# [WRITTEN TASK]
Resize the records below by writing out every line again, requests included. Multiply each bounding box coordinate in the answers by 2.6 and round it to a whole number, with halves going up. Leave the pictures out.

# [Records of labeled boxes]
------------------------------------------------------------------------
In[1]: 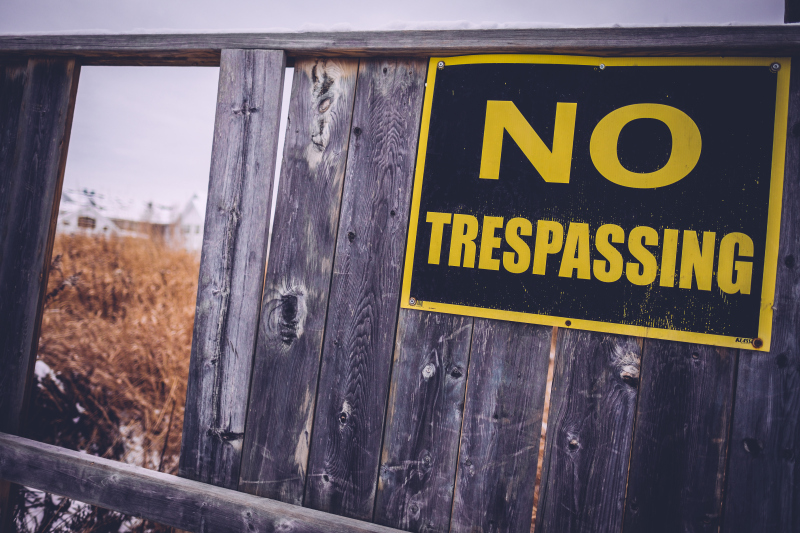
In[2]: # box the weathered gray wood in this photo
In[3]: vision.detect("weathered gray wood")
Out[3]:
[623,339,738,533]
[0,26,800,65]
[305,60,427,519]
[783,0,800,24]
[239,59,358,505]
[536,328,641,533]
[180,50,285,488]
[0,59,80,529]
[0,434,406,533]
[0,63,29,531]
[450,319,553,533]
[723,58,800,533]
[375,309,473,532]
------------------------------------------------------------------------
# [TASK ANSWER]
In[1]: 
In[2]: # box the weathered gray wood in this photo
In[3]: vision.detect("weathered gray wood")
Out[3]:
[1620,881,1919,1386]
[0,68,2080,169]
[793,156,1110,1349]
[2036,0,2080,62]
[621,153,931,1313]
[1394,853,1667,1386]
[468,130,741,1269]
[0,153,208,1375]
[0,1128,1056,1386]
[0,164,75,1381]
[1170,829,1438,1386]
[1880,151,2080,1386]
[975,803,1230,1383]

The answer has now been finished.